### Предложенный текст:
Другое дело, что при Александре I и Николае I Россия являлась верховной покровительницей реакционного Священного союза и рьяно отстаивала принцип легитимизма, то есть защиты сложившегося права, а также борьбы против революционного и национально-освободительного движения. И в этот период оба царя вели политику, враждебную попыткам балканских христиан выйти из-под османского ига. Особенно жёсткой стала эта антиславянская политика после Венского конгресса 1814—1815 гг. (Тодоров, 1979. С. 193). Теперь же, когда обстановка несколько изменилась, а Россия ощутила свою возросшую мощь в Европе и на Востоке, она решила вмешаться во внутренние дела Турции, снова «воспылав любовью» к её христианам, — дело того стоило. Россия должна была принести волю единоверцам за рубежом. «Но не лучше ли было бы начать с освобождения своих невольников, — восклицает Герцен, — ведь они тоже православные и единоверные, да к тому же ещё и русские?» (Герцен, 1957. С. 202). Риторичность этого простого вопроса ясна, даже если не задаваться вторым, — а что ожидало зарубежных христиан, будь они даже «освобождены» Россией?

В настоящее время известно, какую судьбу готовил Петербург балканским христианам. Эти народы ни в коем случае не предполагалось превращать в свободные. Они тут же должны были перейти под новое владычество — российское (Тодоров, 1979. С. 193). Иного им было не дано, Николай II не мог ни упустить такого случая легкой экспансии на Юг, ни допустить прецедента появления свободных территорий в Европе, жандармом которой он по праву считался. Поэтому в рассмотрении агрессивных акций царизма, приведших к войне, мы должны обратиться к их идеологическим и внутриполитическим истокам.

Внутренняя политика Николая I определилась ещё в 1825 г. на Сенатской площади. Попытка декабристов поднять страну до общеевропейского уровня социального, политического и экономического развития не удалась: царь, считавший себя до кончиков ногтей европейцем, не желал расстаться с «азиатчиной» ни в стиле правления (деспотическом), ни в методах подавления прогрессивных движений. Он заключил в читинскую ссылку восемьдесят лучших представителей русского народа.

### Данные упражнения:

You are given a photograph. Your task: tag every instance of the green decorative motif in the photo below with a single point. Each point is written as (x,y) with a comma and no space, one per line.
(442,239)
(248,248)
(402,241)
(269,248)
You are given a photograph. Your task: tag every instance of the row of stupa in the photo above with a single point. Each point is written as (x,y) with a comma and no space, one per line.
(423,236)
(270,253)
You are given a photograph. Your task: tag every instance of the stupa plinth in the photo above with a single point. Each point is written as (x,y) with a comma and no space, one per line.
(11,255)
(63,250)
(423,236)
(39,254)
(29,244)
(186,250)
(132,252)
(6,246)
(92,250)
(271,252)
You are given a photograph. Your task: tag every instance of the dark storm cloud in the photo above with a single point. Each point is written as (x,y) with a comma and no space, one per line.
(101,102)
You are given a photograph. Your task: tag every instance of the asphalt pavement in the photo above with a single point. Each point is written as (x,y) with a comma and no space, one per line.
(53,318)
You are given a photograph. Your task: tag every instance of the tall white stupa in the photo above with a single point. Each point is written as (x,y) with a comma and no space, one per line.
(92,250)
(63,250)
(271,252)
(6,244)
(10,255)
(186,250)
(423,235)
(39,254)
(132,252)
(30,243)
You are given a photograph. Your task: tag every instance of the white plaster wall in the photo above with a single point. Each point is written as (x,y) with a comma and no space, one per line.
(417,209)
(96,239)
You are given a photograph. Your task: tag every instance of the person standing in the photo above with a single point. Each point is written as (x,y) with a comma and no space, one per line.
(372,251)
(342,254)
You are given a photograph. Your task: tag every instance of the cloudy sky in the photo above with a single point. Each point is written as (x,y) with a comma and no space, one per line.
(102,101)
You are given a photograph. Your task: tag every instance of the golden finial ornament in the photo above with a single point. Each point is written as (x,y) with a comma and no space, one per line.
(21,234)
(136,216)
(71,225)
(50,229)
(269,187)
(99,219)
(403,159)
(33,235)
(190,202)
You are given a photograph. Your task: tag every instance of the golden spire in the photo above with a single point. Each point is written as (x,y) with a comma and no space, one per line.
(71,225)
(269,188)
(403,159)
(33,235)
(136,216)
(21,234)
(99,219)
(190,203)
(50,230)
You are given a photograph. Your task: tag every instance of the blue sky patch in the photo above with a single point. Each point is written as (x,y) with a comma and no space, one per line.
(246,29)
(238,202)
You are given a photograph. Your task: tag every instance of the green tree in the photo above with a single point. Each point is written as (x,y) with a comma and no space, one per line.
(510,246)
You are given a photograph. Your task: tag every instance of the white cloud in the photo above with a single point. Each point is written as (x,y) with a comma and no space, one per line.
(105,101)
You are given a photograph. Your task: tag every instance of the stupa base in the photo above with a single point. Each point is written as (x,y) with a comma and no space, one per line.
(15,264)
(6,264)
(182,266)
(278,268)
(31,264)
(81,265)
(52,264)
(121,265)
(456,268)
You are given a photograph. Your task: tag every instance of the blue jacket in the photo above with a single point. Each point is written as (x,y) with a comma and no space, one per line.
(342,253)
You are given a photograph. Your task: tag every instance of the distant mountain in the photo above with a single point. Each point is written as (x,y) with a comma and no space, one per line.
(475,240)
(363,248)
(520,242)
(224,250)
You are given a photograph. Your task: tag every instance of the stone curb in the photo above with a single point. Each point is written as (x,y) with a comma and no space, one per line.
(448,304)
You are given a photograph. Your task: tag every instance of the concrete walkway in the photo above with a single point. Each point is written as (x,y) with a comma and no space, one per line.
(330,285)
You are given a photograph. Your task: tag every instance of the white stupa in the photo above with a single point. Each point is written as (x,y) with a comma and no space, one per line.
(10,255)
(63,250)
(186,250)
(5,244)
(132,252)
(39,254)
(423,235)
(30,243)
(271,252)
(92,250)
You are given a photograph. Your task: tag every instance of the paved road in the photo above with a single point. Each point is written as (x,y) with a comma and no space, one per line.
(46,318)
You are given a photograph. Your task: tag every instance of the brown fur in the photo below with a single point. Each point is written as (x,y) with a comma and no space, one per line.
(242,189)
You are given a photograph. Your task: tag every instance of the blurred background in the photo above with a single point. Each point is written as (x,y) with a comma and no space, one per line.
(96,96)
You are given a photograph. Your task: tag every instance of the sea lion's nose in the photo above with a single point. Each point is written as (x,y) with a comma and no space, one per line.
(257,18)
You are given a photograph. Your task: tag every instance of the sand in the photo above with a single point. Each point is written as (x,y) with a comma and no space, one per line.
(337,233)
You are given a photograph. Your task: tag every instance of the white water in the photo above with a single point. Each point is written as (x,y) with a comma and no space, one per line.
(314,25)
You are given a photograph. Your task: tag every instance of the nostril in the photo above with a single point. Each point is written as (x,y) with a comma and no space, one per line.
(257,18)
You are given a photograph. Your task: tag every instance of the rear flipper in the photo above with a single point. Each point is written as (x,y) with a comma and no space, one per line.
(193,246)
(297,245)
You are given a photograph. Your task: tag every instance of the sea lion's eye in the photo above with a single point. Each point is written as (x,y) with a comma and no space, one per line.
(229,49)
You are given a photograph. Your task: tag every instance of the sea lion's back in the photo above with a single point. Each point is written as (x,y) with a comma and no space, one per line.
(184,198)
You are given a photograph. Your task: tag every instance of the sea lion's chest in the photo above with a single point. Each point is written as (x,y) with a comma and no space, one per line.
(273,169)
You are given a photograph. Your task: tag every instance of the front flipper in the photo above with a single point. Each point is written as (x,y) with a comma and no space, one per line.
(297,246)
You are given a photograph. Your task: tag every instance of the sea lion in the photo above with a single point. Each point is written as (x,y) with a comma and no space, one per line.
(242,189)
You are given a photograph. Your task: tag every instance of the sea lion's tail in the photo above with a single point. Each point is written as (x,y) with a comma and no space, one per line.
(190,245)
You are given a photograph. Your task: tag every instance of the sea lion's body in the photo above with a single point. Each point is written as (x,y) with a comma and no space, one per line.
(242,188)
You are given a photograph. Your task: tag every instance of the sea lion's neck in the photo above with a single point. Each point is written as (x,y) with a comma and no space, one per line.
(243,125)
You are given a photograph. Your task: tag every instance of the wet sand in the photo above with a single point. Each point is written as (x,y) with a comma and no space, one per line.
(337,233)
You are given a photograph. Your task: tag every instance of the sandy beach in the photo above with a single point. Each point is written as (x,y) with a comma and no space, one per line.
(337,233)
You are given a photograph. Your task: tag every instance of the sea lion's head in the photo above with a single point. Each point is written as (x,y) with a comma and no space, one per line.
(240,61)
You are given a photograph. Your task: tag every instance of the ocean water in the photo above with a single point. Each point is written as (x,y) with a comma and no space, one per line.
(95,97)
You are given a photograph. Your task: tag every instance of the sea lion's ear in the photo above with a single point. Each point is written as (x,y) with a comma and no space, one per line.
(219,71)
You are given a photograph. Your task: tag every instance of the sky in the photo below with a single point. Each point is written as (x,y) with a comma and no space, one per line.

### Задания:
a) Выведите без изменений фрагмент предложенного текста, который начинается словами «В настоящее время» и завершается словами «и внутриполитическим истокам.».
b) Отберите из записей все строки, в которых встречается слово «water», и приведите их без изменений.
Предложенный текст и записи между собой никак не связаны.

### Решения:
a)
В настоящее время известно, какую судьбу готовил Петербург балканским христианам. Эти народы ни в коем случае не предполагалось превращать в свободные. Они тут же должны были перейти под новое владычество — российское (Тодоров, 1979. С. 193). Иного им было не дано, Николай II не мог ни упустить такого случая легкой экспансии на Юг, ни допустить прецедента появления свободных территорий в Европе, жандармом которой он по праву считался. Поэтому в рассмотрении агрессивных акций царизма, приведших к войне, мы должны обратиться к их идеологическим и внутриполитическим истокам.

b)
You are given a photograph. Your task: tag every instance of the white water in the photo above with a single point. Each point is written as (x,y) with a comma and no space, one per line.
You are given a photograph. Your task: tag every instance of the ocean water in the photo above with a single point. Each point is written as (x,y) with a comma and no space, one per line.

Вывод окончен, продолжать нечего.